Hi, I am using materialize, and add a `to.pickle` ...
# hamilton-help
r
Hi, I am using materialize, and add a
to.pickle
. I found the materilizer already added into graph, but it can not get
node.version
. The materializer's version is None, so it can not be sorted. Here is a snapshot:
👀 1
e
Ok so this is a bug that needs to be fixed. Will look when I’m at my computer. @Thierry Jean any thoughts on an easy way to get past this?
r
Genius! Is this because I use it in a weird way? Because I ran https://github.com/DAGWorks-Inc/hamilton/blob/main/examples/experiment_management/run.py many days ago and it worked well.
e
(At least I think it’s a bug, don’t want to commit before I look more :) )
r
Thanks a lot!
e
We made changes that might have brought this up — the weird thing is that version would error before, but this might be a case we didn’t account for
t
Here's the gist of the bug: • the ExperimentTracker used to hash nodes directly, but this was replaced in PR #734 • Now, the version hash is provided via
HamiltonNode.version
• the new versioning API was designed and tested in the context of the CLI, which doesn't have to deal with materializers The bug raises some design questions (for version, experiment tracking, and caching): •
HamiltonNode.version
contains information about code version • a materializer has a code version based on it's class (instead of a function) • does it make sense to version the data of a materializer? after all, if someone calls for a materializer, they probably expect results to be materialized
👍 1
r
Can I use ExperimentTracker with dr.execute? I got this error instead:
Materializer dependency [..., n_chains: int, ...] is not a string, a function, or a driver.Variable.
t
@Roy Kid the ExperimentTracker was designed to be used with
.materialize()
, we're currently implementing a fix! Regarding this other error message, you're getting this when calling
.execute()
?
r
Yes. I read the source code and you are right, I can not bypass materialize by using
.execute()
e
We should have a clean error for this? E.G. detect this error and call out the execution method?
👍 1
t
we could check
run_before_graph_execution
that the
HamiltonGraph
contains nodes tagged as materializers. I'm wondering how it handles
additional_vars
s
@Roy Kid Will have it out soon. Fix here
@Roy Kid I can’t publish the new package to pypi because pypi is having issues. If you need to get unblocked you can install from github directly.
Copy code
pip install <git+ssh://git@github.com/dagworks-inc/hamilton.git@main>
Okay this is up
1.55.1
r
Thanks! I was just on a plane and now it's working. Looks like everything is working fine!

**Material provided**
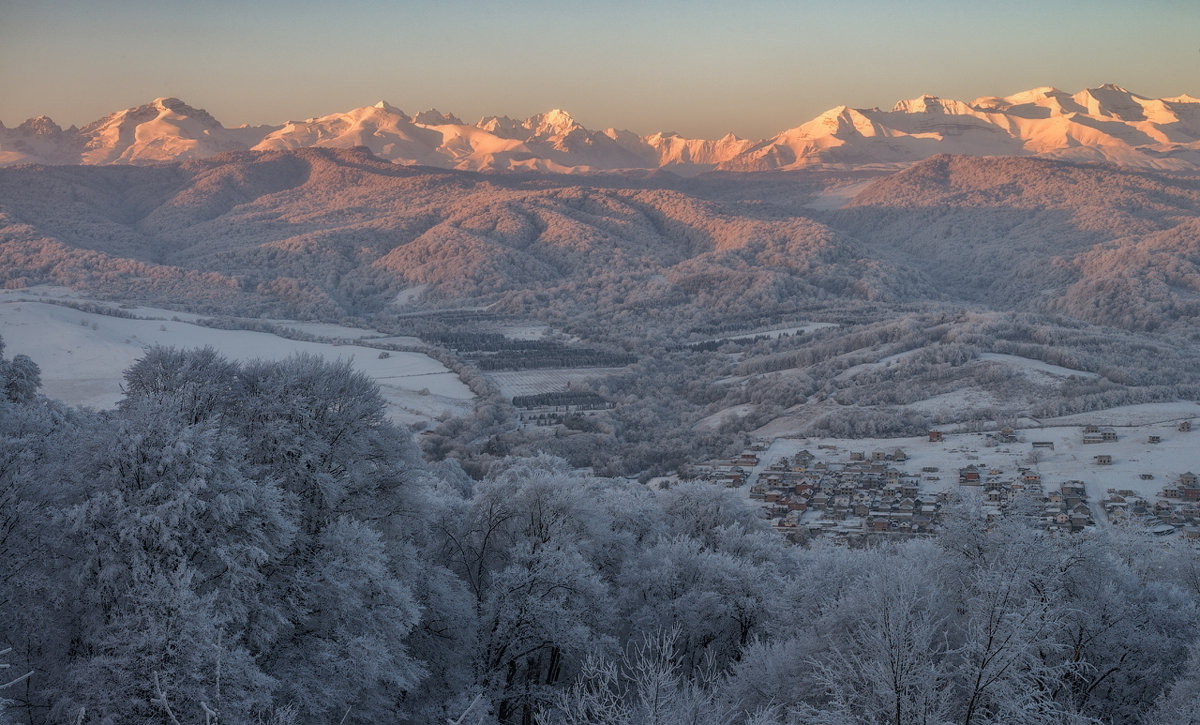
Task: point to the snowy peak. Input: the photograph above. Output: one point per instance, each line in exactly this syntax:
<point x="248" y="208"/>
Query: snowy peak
<point x="552" y="123"/>
<point x="1107" y="123"/>
<point x="436" y="118"/>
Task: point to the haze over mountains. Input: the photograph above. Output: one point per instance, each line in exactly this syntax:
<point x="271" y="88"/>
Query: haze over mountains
<point x="1104" y="124"/>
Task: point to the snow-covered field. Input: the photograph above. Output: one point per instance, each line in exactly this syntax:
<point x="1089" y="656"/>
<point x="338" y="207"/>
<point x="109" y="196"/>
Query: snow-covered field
<point x="1069" y="459"/>
<point x="83" y="354"/>
<point x="532" y="382"/>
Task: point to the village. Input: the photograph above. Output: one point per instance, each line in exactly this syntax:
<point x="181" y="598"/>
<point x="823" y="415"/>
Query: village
<point x="857" y="491"/>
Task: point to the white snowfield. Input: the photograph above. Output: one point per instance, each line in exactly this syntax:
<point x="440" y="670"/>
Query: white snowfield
<point x="1107" y="123"/>
<point x="83" y="354"/>
<point x="1071" y="459"/>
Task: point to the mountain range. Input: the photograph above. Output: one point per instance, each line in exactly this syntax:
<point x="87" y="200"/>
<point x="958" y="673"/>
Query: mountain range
<point x="1104" y="124"/>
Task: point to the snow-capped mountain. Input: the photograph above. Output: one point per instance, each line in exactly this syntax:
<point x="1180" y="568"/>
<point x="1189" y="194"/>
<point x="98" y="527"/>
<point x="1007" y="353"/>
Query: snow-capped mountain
<point x="1102" y="124"/>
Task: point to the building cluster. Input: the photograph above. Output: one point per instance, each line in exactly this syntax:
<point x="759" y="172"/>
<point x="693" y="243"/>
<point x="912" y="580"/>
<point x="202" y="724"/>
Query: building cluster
<point x="861" y="496"/>
<point x="1062" y="509"/>
<point x="1175" y="510"/>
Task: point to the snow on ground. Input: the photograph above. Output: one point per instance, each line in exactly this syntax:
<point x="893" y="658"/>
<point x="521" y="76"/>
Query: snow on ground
<point x="1071" y="459"/>
<point x="774" y="333"/>
<point x="838" y="196"/>
<point x="83" y="355"/>
<point x="532" y="382"/>
<point x="407" y="297"/>
<point x="1036" y="367"/>
<point x="883" y="363"/>
<point x="951" y="403"/>
<point x="1132" y="415"/>
<point x="717" y="419"/>
<point x="525" y="331"/>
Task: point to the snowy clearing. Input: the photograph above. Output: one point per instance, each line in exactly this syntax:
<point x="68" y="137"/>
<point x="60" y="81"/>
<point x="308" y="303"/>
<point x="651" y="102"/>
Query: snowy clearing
<point x="83" y="355"/>
<point x="1071" y="459"/>
<point x="532" y="382"/>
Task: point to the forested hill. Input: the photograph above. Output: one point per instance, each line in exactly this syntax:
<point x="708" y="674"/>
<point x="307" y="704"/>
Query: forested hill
<point x="335" y="233"/>
<point x="253" y="543"/>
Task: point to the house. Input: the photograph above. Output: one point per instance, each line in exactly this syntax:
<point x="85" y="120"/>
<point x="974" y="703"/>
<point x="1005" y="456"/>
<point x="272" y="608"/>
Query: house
<point x="1188" y="487"/>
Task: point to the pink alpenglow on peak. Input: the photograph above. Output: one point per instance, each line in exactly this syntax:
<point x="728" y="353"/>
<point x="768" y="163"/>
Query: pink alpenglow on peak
<point x="1105" y="124"/>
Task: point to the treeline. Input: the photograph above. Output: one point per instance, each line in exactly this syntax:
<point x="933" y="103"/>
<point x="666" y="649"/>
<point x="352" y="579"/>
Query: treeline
<point x="564" y="397"/>
<point x="552" y="357"/>
<point x="256" y="544"/>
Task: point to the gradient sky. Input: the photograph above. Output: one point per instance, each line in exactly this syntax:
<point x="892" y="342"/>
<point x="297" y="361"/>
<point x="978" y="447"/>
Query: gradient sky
<point x="700" y="67"/>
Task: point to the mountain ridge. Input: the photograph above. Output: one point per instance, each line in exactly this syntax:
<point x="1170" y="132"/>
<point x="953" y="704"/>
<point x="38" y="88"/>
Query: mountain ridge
<point x="1102" y="124"/>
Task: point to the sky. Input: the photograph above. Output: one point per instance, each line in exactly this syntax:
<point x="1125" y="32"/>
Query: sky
<point x="700" y="67"/>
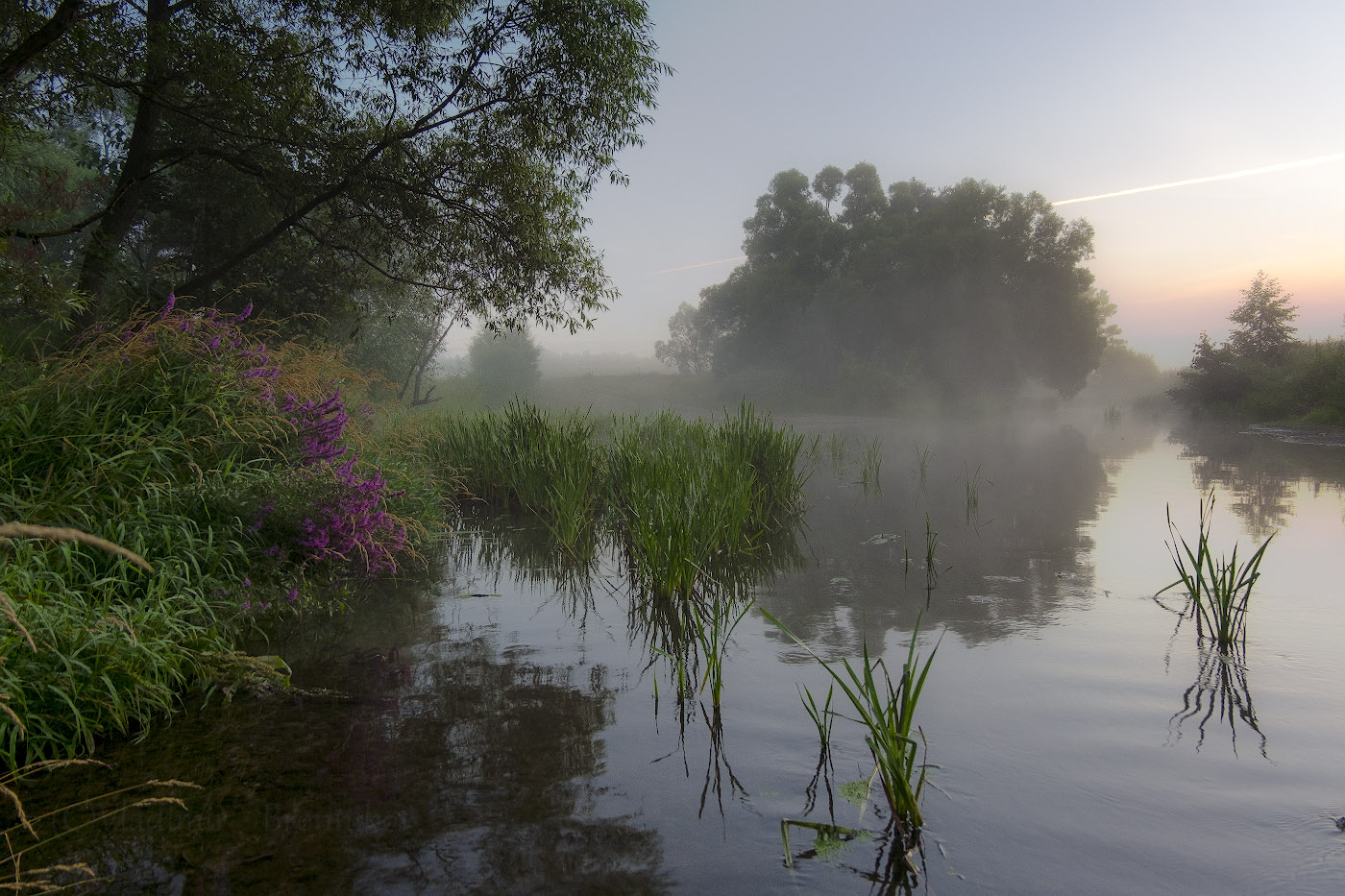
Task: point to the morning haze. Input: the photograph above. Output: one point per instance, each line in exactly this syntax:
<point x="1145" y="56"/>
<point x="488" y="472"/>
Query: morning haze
<point x="695" y="446"/>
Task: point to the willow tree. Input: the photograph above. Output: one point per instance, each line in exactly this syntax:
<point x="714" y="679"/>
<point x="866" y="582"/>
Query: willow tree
<point x="319" y="148"/>
<point x="967" y="289"/>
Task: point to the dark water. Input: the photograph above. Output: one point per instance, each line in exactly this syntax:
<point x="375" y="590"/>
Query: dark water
<point x="525" y="739"/>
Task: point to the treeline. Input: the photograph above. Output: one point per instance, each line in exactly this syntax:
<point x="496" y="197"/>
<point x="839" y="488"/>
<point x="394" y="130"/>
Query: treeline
<point x="878" y="296"/>
<point x="370" y="174"/>
<point x="360" y="177"/>
<point x="1261" y="372"/>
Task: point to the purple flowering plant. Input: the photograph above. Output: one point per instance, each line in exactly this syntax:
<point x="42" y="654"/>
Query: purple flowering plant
<point x="319" y="512"/>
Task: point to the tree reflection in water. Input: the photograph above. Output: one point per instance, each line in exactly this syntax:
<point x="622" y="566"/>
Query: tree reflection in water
<point x="1220" y="684"/>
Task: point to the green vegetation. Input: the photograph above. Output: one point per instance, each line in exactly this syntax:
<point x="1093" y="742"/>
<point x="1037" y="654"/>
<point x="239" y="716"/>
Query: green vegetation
<point x="210" y="482"/>
<point x="397" y="168"/>
<point x="898" y="298"/>
<point x="887" y="714"/>
<point x="1260" y="372"/>
<point x="503" y="365"/>
<point x="1217" y="590"/>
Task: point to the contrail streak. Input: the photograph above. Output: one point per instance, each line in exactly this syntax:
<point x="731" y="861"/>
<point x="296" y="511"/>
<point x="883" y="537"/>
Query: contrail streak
<point x="1231" y="175"/>
<point x="703" y="264"/>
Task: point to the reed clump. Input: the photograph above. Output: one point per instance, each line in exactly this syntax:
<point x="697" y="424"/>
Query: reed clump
<point x="222" y="472"/>
<point x="1217" y="591"/>
<point x="887" y="714"/>
<point x="688" y="502"/>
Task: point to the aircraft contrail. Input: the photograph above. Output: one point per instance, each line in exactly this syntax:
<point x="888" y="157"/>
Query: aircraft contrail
<point x="1231" y="175"/>
<point x="703" y="264"/>
<point x="1187" y="182"/>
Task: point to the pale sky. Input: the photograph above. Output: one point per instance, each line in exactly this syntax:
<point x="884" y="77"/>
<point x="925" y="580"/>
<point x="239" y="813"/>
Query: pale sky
<point x="1063" y="98"/>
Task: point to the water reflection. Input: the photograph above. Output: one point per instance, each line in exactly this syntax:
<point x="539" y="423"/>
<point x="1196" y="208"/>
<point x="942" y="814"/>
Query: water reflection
<point x="1220" y="684"/>
<point x="437" y="761"/>
<point x="982" y="526"/>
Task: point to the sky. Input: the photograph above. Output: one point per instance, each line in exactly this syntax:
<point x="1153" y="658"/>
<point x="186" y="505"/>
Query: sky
<point x="1063" y="98"/>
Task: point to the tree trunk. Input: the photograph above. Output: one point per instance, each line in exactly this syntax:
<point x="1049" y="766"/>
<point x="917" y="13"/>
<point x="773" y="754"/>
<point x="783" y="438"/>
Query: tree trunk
<point x="124" y="207"/>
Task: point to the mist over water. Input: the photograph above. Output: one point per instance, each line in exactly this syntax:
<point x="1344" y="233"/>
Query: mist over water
<point x="504" y="722"/>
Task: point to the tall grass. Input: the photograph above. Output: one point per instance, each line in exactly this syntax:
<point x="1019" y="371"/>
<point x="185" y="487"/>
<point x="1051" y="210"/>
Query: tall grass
<point x="887" y="714"/>
<point x="225" y="466"/>
<point x="686" y="500"/>
<point x="29" y="835"/>
<point x="1219" y="591"/>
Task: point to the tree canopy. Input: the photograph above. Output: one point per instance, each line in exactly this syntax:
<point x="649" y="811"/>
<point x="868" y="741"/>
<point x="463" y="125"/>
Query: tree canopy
<point x="690" y="346"/>
<point x="1264" y="321"/>
<point x="966" y="289"/>
<point x="318" y="148"/>
<point x="504" y="365"/>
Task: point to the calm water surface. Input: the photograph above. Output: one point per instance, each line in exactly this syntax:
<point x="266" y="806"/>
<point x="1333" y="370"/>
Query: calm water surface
<point x="501" y="731"/>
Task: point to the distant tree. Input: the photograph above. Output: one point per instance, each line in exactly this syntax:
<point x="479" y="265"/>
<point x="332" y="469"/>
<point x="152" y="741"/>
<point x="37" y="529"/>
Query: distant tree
<point x="827" y="184"/>
<point x="504" y="363"/>
<point x="1264" y="321"/>
<point x="690" y="346"/>
<point x="967" y="289"/>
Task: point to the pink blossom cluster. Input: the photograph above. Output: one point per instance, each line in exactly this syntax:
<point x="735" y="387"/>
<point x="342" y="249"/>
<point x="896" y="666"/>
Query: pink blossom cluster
<point x="349" y="521"/>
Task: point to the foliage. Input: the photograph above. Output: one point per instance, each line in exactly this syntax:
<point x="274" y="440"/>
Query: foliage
<point x="1219" y="591"/>
<point x="184" y="440"/>
<point x="887" y="714"/>
<point x="323" y="148"/>
<point x="24" y="839"/>
<point x="964" y="291"/>
<point x="690" y="346"/>
<point x="693" y="505"/>
<point x="504" y="365"/>
<point x="1264" y="321"/>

**Work to complete**
**A.** Print the stretch of the Hamilton materializer thread from "# hamilton-help" through "look more :) )".
**B.** Write what comes next in the Hamilton materializer thread, picking up after its last line.

**Answer list**
**A.**
# hamilton-help
r
Hi, I am using materialize, and add a
to.pickle
. I found the materilizer already added into graph, but it can not get
node.version
. The materializer's version is None, so it can not be sorted. Here is a snapshot:
👀 1
e
Ok so this is a bug that needs to be fixed. Will look when I’m at my computer. @Thierry Jean any thoughts on an easy way to get past this?
r
Genius! Is this because I use it in a weird way? Because I ran https://github.com/DAGWorks-Inc/hamilton/blob/main/examples/experiment_management/run.py many days ago and it worked well.
e
(At least I think it’s a bug, don’t want to commit before I look more :) )

**B.**
hmmm, some wired things happen again: First time I run materialize it works fine, but after one successful run, it stuck somewhere:
Copy code
(wflow) exp/test [ python test.py                                                                                                                           ] 12:00 AM
^CTraceback (most recent call last):
  File "/proj/snic2021-5-546/users/x_jicli/exp/test/test.py", line 35, in <module>
  File "/home/x_jicli/miniconda3/envs/wflow/lib/python3.10/site-packages/hamilton/driver.py", line 57, in wrapped_fn
    return call_fn(*args, **kwargs)
  File "/home/x_jicli/miniconda3/envs/wflow/lib/python3.10/site-packages/hamilton/driver.py", line 1470, in materialize
    raw_results = self.raw_execute(
  File "/home/x_jicli/miniconda3/envs/wflow/lib/python3.10/site-packages/hamilton/driver.py", line 650, in raw_execute
    results = self.graph_executor.execute(
  File "/home/x_jicli/miniconda3/envs/wflow/lib/python3.10/site-packages/hamilton/driver.py", line 228, in execute
    executors.run_graph_to_completion(execution_state, self.execution_manager)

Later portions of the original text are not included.